### [Exercise description]
Below are records; how many of their lines hold the string "query"? Reply with nothing but the number.

══ The data

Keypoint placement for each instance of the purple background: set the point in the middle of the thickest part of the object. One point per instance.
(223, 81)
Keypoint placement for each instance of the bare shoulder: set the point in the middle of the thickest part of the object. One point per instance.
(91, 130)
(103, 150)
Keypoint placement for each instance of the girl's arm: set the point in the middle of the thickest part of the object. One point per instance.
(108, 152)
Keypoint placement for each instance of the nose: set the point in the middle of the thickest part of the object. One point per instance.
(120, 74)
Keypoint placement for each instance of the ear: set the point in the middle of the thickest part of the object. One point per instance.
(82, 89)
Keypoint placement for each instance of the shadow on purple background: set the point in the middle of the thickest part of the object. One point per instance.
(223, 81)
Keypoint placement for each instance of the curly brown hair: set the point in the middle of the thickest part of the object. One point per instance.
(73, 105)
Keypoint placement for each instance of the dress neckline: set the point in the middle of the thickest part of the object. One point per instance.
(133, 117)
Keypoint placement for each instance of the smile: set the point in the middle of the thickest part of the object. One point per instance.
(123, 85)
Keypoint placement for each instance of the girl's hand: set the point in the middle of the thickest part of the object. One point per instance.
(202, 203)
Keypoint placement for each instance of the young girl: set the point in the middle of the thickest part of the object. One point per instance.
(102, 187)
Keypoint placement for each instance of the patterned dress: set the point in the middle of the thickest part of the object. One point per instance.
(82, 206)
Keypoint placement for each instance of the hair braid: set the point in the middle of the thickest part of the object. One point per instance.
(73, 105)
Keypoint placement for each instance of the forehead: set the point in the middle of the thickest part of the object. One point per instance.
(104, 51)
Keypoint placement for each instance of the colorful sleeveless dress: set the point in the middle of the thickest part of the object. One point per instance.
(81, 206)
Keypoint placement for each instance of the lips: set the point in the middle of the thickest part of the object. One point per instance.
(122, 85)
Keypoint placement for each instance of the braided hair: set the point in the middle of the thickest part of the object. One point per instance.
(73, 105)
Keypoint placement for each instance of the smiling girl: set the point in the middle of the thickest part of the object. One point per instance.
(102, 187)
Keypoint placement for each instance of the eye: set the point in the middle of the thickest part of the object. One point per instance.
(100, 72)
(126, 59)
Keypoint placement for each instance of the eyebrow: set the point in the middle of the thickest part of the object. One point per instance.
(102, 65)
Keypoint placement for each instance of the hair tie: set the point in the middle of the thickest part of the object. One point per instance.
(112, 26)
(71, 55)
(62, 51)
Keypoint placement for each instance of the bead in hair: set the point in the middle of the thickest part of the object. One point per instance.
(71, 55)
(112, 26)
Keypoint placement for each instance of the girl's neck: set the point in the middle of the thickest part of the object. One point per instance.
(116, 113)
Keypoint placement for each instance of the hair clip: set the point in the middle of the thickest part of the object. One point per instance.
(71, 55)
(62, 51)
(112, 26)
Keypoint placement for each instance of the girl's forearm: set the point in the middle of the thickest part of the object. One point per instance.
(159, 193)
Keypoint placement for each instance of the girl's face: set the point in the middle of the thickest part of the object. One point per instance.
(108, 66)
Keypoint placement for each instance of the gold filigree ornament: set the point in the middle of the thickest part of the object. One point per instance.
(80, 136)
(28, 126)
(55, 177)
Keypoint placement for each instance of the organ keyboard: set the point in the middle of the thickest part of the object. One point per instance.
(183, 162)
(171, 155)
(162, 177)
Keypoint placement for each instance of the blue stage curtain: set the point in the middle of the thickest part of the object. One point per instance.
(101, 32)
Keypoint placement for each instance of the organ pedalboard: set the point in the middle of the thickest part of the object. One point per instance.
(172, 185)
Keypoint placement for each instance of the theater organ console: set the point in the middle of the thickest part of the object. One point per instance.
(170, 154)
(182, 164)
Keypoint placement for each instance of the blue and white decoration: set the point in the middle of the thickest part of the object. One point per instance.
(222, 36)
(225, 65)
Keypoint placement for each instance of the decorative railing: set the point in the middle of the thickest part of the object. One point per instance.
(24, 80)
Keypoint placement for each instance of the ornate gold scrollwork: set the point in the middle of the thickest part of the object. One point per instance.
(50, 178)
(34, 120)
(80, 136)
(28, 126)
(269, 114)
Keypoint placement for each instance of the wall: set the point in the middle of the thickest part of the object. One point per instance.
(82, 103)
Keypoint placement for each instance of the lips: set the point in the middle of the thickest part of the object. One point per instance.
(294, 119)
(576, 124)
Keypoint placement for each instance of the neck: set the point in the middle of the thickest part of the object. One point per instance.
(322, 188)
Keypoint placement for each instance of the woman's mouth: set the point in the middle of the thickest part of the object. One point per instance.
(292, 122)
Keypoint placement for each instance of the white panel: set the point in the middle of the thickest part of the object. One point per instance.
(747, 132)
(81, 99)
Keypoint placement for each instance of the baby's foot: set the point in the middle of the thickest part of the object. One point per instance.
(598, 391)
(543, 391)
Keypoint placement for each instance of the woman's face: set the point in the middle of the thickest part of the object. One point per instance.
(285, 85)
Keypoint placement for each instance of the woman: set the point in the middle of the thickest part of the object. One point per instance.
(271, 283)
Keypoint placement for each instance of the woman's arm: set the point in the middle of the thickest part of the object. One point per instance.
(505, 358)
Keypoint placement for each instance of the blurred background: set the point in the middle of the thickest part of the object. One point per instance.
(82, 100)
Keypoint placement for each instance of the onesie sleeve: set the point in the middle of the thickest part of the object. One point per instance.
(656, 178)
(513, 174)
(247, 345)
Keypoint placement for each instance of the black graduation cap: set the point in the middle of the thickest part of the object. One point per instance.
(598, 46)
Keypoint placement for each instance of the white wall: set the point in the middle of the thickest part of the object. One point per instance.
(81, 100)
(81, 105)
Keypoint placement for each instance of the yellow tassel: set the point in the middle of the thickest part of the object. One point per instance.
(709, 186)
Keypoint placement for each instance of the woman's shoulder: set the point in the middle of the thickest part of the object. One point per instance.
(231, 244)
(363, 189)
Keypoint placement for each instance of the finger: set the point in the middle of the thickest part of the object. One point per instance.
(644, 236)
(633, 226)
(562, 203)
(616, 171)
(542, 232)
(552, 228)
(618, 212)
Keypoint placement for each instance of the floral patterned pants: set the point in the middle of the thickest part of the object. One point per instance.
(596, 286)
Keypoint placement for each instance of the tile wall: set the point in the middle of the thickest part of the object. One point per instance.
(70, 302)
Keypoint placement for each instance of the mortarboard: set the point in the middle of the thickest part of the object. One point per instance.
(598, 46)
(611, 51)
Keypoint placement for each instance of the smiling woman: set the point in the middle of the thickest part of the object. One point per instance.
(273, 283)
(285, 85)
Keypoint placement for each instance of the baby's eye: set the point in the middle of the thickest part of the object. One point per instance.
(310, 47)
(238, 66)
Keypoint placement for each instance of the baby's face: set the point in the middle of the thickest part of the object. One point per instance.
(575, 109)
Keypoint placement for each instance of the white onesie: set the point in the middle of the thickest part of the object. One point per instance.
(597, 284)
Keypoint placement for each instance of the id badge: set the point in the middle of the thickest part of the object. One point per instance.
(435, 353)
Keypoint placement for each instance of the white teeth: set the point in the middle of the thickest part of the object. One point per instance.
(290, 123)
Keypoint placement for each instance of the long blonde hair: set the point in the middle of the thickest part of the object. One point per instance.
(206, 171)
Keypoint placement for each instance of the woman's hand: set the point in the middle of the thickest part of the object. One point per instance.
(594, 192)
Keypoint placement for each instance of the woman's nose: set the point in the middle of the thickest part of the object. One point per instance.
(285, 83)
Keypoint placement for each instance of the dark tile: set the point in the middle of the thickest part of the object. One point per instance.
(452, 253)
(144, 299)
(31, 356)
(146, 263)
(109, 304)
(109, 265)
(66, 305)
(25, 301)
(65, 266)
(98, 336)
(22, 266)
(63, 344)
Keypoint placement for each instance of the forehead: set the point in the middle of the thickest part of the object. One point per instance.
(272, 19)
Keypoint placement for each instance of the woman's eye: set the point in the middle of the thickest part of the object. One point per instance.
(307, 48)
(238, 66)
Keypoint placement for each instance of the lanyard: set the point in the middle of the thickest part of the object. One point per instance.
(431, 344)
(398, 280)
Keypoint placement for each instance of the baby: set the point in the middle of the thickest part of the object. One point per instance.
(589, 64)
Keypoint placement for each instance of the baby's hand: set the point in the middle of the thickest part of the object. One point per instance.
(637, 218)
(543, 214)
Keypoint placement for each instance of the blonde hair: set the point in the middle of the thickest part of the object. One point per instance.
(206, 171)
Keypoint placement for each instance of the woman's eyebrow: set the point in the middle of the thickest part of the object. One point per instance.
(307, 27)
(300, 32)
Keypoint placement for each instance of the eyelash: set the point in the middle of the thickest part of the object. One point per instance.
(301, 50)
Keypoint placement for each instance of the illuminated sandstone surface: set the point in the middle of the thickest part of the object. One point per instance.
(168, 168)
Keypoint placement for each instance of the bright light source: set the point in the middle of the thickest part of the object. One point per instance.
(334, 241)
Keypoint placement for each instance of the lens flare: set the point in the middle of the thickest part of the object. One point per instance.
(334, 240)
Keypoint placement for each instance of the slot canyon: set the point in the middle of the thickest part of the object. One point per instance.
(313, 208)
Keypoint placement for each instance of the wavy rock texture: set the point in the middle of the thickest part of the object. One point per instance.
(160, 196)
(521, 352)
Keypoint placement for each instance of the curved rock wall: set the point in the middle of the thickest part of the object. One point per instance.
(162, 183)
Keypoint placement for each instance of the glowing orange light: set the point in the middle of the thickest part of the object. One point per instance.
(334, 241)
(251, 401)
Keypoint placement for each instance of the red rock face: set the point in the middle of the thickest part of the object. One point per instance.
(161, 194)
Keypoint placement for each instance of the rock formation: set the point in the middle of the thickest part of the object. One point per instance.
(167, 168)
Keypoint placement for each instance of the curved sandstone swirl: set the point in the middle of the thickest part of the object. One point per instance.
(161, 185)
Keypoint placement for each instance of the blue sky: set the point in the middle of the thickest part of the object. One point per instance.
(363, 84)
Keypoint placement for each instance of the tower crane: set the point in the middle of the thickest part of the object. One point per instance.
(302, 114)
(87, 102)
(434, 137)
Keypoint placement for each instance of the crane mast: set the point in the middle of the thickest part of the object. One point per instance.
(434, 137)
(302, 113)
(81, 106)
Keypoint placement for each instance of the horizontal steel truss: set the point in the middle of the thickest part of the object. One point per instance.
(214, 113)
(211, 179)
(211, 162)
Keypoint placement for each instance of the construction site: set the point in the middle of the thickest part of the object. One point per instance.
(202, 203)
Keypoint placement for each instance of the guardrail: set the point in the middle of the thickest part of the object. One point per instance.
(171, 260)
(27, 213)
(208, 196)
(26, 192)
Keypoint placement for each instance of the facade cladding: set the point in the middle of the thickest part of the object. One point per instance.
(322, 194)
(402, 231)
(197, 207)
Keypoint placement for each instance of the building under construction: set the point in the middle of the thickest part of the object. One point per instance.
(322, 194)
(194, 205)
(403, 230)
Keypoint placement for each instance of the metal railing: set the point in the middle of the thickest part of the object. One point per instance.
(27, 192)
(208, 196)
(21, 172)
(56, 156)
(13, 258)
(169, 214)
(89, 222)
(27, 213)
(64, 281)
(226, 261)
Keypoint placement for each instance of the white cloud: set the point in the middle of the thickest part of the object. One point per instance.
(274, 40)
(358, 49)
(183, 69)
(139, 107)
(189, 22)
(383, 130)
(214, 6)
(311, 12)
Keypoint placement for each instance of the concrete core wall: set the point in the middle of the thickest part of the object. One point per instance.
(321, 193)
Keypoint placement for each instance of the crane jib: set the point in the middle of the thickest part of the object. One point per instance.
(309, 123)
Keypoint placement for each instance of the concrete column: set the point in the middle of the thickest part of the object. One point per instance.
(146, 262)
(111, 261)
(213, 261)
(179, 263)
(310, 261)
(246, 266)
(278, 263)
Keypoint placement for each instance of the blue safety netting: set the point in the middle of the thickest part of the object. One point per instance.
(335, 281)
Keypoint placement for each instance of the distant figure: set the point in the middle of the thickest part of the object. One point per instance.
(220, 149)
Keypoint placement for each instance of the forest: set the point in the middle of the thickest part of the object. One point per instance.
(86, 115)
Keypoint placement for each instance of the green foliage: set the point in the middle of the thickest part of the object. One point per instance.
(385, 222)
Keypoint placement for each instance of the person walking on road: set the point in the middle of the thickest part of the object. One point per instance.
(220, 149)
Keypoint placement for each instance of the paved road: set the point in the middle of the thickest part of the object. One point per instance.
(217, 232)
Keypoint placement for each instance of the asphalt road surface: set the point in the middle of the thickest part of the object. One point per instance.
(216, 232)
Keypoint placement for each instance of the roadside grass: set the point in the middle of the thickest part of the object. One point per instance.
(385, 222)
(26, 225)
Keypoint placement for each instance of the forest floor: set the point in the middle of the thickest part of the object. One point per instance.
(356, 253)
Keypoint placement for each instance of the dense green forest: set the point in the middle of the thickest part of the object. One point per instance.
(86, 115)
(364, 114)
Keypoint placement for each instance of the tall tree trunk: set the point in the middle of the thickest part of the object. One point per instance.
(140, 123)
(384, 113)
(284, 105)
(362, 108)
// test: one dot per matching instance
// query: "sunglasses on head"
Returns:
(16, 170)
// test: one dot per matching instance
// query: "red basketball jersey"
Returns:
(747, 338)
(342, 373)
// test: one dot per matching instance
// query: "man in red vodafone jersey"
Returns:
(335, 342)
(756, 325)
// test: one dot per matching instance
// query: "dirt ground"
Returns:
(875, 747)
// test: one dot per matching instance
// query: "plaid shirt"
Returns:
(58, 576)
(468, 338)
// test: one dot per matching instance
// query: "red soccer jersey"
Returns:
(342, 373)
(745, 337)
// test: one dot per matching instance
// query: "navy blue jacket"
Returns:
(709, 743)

════

### [Your solution]
7